**WHAT TO PRODUCE**
Report each line in the entries below that contains the string "asphalt", copying every such line in full.

Stored records:
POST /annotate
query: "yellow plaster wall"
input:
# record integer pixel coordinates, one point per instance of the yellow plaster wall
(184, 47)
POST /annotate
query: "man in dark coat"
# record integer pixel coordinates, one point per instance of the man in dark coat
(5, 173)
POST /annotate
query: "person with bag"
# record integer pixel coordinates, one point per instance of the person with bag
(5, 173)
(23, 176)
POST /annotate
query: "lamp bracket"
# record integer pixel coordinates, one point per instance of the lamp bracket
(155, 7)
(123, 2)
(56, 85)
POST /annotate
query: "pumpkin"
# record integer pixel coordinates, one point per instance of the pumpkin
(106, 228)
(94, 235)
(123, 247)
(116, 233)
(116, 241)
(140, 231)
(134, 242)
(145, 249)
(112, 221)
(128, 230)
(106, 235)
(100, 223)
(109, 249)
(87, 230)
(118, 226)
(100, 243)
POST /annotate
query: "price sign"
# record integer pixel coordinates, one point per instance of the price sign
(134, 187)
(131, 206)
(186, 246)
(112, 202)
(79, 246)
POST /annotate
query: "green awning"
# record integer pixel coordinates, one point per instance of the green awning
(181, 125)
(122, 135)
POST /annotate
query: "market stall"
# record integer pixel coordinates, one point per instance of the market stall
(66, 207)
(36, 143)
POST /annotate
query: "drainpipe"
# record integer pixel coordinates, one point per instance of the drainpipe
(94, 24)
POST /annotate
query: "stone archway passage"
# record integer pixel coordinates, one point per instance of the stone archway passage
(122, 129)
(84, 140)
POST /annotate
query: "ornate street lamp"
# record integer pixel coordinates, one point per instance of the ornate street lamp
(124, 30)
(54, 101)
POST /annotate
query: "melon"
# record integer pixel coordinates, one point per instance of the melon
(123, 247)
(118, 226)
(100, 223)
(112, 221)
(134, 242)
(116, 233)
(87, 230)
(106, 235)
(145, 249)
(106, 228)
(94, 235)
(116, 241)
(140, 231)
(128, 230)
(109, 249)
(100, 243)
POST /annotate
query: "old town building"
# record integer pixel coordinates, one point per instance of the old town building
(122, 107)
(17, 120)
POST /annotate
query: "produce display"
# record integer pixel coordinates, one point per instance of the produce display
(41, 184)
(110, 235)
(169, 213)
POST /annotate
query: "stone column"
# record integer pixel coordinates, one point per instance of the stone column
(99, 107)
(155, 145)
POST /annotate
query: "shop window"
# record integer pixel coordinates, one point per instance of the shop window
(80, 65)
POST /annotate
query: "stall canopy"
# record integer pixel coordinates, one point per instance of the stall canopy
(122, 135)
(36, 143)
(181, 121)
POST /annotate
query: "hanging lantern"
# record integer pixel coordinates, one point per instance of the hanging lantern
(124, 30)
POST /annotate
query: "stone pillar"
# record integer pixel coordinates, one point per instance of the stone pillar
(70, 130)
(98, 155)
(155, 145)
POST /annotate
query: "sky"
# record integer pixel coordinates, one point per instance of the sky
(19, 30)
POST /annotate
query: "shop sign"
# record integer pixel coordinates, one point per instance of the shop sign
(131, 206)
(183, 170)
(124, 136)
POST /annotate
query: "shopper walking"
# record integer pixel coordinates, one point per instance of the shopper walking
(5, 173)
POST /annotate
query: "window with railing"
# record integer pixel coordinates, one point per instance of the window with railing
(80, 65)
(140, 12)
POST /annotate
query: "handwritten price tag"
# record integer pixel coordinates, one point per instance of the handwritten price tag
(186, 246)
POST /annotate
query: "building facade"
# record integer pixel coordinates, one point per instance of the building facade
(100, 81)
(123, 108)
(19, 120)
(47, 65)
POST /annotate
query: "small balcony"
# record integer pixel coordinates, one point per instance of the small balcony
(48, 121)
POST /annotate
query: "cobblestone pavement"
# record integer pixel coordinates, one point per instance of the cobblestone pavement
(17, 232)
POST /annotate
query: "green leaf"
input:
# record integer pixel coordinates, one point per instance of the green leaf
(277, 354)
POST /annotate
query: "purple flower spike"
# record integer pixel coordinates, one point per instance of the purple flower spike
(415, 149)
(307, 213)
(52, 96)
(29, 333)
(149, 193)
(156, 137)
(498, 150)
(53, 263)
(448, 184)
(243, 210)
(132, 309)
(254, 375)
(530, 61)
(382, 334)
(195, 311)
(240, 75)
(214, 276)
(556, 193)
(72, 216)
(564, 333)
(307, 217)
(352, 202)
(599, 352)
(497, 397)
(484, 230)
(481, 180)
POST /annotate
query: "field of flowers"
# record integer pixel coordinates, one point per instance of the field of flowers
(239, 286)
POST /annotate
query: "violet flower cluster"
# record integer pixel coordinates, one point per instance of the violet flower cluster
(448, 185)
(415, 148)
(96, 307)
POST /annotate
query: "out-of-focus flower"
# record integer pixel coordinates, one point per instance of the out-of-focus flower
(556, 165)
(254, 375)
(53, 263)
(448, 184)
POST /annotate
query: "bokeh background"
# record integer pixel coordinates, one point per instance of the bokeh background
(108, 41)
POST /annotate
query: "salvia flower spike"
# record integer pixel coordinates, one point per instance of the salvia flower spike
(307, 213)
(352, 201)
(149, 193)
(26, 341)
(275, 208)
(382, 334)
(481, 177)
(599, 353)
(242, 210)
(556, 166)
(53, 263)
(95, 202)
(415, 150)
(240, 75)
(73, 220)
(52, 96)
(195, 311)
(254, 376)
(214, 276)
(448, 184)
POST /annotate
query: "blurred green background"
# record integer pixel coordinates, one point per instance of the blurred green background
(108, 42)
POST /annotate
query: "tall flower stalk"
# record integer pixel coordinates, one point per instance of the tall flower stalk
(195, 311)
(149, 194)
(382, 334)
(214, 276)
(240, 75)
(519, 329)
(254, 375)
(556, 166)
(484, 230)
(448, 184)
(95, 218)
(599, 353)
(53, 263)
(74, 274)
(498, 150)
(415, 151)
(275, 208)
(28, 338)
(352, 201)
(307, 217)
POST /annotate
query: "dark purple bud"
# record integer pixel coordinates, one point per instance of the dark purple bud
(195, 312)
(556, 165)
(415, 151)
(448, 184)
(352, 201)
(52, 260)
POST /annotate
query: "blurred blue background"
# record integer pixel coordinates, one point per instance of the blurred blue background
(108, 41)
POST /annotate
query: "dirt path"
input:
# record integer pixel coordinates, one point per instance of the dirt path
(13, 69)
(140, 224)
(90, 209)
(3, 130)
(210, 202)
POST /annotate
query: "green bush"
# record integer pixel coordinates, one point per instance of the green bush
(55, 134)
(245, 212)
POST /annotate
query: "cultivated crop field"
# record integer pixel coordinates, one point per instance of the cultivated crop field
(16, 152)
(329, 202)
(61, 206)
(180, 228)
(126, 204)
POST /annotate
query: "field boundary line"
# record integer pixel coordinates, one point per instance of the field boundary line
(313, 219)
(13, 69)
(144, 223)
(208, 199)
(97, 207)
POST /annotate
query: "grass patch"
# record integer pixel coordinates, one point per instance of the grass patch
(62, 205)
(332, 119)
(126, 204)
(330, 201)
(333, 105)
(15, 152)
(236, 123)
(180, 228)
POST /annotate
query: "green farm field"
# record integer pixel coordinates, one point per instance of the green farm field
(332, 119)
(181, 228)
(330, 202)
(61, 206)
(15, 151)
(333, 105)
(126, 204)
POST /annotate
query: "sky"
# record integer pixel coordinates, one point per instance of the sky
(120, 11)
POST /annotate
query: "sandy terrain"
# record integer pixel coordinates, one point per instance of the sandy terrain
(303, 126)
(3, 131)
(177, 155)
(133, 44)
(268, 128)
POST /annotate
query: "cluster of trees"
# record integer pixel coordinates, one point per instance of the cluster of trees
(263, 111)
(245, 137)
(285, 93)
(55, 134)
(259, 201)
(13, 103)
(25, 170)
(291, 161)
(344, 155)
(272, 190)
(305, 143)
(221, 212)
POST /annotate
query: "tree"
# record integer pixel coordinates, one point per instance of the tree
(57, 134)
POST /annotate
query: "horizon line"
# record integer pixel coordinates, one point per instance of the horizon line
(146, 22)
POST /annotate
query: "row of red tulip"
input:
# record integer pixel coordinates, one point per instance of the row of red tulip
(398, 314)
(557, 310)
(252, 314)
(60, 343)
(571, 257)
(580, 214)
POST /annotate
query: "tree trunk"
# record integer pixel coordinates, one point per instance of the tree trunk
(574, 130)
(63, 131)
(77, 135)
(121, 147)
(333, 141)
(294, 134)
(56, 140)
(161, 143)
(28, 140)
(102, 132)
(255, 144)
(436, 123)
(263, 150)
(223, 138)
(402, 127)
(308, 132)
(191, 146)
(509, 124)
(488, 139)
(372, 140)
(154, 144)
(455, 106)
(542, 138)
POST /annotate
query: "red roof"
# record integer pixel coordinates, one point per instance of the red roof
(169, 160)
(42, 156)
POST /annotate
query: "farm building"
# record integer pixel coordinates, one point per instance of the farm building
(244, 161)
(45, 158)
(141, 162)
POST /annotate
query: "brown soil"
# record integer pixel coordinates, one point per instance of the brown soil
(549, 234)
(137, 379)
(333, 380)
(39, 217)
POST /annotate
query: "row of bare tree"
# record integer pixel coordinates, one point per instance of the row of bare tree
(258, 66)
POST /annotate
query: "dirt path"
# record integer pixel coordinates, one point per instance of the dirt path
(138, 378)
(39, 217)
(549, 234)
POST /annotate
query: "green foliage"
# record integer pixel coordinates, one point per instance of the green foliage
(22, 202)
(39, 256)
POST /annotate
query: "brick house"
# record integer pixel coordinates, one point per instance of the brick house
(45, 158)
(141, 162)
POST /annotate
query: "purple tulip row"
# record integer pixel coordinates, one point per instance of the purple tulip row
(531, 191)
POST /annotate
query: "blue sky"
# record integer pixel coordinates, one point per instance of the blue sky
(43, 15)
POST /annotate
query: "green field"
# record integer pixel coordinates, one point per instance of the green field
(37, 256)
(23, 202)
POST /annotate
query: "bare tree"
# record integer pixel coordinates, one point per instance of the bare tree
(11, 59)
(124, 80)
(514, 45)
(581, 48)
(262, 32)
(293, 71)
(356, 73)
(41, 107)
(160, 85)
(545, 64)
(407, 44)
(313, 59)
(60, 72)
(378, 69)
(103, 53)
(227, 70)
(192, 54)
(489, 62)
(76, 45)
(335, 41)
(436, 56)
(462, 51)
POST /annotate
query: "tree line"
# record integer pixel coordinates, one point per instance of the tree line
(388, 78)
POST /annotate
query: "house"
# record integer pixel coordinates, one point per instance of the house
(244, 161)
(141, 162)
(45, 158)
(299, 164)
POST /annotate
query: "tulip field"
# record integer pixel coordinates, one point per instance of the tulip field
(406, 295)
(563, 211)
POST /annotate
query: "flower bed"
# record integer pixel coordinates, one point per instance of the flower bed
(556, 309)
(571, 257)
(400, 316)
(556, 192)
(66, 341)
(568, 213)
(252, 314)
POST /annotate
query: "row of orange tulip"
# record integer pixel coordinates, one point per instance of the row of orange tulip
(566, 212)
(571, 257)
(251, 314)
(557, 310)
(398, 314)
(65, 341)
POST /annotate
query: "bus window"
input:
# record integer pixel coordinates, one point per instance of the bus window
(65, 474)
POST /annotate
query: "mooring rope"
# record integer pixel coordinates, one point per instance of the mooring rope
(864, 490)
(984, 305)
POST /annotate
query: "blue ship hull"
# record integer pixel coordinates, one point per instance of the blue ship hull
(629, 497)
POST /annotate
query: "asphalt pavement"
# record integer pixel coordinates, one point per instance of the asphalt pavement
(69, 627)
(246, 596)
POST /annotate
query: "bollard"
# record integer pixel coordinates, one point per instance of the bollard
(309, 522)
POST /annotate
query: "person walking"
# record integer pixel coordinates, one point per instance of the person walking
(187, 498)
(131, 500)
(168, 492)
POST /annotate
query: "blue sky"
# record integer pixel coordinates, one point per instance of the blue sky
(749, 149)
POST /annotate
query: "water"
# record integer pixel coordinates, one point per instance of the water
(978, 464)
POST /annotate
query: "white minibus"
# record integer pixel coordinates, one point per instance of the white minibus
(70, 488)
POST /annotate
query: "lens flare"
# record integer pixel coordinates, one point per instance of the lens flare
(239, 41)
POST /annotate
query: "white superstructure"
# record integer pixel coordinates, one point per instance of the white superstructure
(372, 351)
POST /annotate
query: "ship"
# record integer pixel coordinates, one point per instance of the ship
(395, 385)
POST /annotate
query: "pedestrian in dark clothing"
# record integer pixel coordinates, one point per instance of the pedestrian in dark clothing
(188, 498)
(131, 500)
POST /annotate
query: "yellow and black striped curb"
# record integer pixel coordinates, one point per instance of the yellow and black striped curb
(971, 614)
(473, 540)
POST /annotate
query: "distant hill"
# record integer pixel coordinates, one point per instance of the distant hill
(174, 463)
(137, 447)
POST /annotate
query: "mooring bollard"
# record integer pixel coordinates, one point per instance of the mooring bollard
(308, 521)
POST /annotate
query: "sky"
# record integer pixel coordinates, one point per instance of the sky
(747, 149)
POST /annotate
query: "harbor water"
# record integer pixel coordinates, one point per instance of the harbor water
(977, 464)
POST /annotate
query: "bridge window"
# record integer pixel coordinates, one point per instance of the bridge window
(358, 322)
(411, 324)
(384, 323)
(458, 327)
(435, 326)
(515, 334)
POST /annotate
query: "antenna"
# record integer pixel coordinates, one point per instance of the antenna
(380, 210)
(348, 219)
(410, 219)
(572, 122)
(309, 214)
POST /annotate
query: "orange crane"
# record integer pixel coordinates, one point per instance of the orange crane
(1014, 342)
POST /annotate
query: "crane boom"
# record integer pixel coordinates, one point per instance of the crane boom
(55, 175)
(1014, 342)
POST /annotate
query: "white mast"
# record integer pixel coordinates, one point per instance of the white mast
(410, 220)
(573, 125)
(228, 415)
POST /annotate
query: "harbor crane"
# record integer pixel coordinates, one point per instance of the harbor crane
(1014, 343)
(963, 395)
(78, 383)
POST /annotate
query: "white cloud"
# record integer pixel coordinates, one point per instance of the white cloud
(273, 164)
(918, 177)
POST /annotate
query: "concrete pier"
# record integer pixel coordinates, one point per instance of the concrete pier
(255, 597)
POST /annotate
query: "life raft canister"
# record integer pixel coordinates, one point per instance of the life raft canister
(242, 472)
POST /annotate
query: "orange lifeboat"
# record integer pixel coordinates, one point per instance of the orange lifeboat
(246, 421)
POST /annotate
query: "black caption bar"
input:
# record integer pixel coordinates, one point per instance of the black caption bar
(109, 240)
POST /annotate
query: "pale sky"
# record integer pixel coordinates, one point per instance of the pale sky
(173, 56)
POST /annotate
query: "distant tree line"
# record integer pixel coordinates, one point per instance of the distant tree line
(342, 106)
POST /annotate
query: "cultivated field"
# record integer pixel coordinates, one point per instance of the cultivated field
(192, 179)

**FULL OUTPUT**
query: "asphalt pavement"
# record integer pixel coordinates, one point per instance of the asphalt pavement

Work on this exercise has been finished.